## Problem to work on
Take the line that contains "indicate the white house, a" and every line after it in the material below, and quote them exactly.

start Records to process

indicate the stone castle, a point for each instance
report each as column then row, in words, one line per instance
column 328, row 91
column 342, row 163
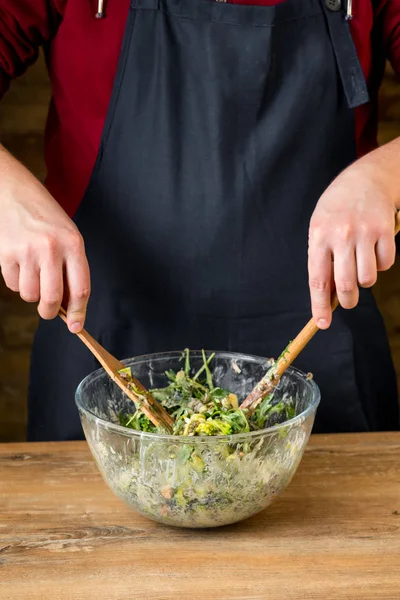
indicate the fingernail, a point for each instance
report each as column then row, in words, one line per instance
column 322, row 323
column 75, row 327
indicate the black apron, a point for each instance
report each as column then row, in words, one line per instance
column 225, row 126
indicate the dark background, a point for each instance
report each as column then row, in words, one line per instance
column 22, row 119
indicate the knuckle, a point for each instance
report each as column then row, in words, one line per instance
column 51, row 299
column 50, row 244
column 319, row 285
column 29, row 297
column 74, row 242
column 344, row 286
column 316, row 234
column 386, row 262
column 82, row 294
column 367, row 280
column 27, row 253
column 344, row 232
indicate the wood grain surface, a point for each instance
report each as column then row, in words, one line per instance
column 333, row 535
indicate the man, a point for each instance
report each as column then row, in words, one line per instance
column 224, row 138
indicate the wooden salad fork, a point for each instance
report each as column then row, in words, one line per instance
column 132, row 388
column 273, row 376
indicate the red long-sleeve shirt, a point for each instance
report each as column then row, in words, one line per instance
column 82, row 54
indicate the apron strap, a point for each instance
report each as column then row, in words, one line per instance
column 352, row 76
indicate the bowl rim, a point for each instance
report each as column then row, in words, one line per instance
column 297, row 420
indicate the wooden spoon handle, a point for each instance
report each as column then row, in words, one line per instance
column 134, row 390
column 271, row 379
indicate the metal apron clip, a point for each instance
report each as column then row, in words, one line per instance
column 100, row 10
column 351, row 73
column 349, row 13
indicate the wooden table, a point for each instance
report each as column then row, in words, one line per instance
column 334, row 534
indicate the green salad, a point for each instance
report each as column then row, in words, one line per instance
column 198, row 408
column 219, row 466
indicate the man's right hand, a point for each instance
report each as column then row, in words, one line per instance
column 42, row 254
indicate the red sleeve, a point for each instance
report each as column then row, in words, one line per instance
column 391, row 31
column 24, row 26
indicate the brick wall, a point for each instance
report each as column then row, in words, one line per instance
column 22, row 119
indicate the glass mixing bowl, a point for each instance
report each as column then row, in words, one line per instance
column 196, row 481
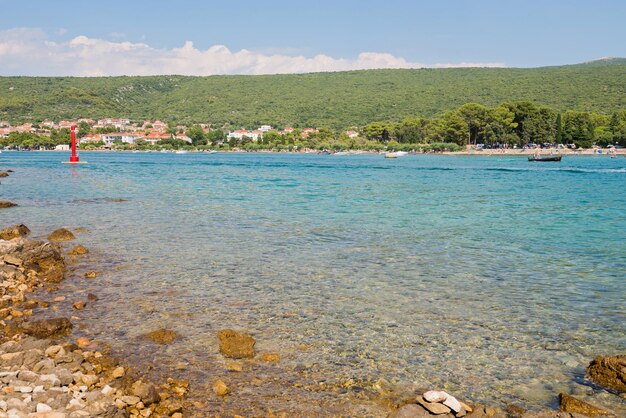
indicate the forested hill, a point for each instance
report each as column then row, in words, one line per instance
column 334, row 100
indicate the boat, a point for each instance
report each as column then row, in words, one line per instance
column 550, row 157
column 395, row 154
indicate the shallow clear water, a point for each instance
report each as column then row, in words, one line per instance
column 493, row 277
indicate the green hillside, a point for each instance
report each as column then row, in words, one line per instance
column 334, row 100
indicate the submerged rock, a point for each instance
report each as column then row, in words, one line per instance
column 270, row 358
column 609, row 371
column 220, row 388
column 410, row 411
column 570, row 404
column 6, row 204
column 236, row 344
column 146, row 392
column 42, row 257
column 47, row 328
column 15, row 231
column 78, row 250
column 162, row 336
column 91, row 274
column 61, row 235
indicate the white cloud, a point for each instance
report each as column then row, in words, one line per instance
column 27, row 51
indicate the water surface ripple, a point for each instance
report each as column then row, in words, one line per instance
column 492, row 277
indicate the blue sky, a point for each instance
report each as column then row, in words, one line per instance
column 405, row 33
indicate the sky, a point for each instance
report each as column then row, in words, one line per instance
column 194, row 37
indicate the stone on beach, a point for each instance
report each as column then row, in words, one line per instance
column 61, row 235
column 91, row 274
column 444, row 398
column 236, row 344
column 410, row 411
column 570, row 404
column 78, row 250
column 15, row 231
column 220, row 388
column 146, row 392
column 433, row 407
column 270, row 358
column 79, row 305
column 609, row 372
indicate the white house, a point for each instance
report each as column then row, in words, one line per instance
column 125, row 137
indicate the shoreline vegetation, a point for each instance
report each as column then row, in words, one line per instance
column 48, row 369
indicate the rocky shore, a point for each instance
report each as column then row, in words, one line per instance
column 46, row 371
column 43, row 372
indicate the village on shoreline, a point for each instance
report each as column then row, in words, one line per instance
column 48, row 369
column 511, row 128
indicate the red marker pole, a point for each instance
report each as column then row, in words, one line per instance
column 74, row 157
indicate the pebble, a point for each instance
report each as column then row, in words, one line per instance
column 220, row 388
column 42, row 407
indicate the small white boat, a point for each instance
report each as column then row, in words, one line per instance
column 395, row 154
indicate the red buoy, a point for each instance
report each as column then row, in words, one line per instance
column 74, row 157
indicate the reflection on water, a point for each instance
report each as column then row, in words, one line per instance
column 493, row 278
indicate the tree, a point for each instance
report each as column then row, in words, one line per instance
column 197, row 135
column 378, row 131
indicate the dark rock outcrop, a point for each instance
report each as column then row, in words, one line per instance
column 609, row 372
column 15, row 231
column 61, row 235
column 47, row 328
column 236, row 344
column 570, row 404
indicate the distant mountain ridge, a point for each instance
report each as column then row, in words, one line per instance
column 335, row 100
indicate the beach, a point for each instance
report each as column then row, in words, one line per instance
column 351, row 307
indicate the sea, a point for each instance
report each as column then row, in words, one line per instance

end Records to process

## Response
indicate the white house, a point for each instance
report each as column then row, in words, one line per instance
column 125, row 137
indicate the shoreline vegetation, a point for each instance
report each as column then row, in words, one line per instance
column 48, row 369
indicate the rocky shore, a point for each instance
report each as column then row, in words, one line per instance
column 46, row 371
column 43, row 372
indicate the village on shoreline, a point for each instance
report each as column then row, in words, one line per instance
column 48, row 369
column 511, row 128
indicate the red marker pole, a point for each instance
report each as column then row, in words, one line per instance
column 74, row 157
indicate the pebble, a point for each instance
report each as column then row, in words, one line per instance
column 220, row 388
column 42, row 407
indicate the small white boat, a point for each instance
report each as column then row, in words, one line per instance
column 395, row 154
indicate the red buoy, a point for each instance
report each as column then row, in words, one line per instance
column 74, row 157
indicate the reflection on water, a point for each instance
report each as column then row, in words, one line per instance
column 493, row 278
indicate the tree, a point for each instance
report each as column then row, in words, one line per instance
column 197, row 135
column 378, row 131
indicate the dark rock outcrop, a point for each instance
report each as column then row, in words, one line per instance
column 609, row 372
column 15, row 231
column 61, row 235
column 47, row 328
column 236, row 344
column 570, row 404
indicate the distant mountain ridge, a point for each instance
report each as column then row, in words, one line per instance
column 335, row 100
indicate the beach, a point for each instance
report each as column then row, in words, one line per instance
column 351, row 307
indicate the sea, a point for each instance
report each as column then row, in words, one line per instance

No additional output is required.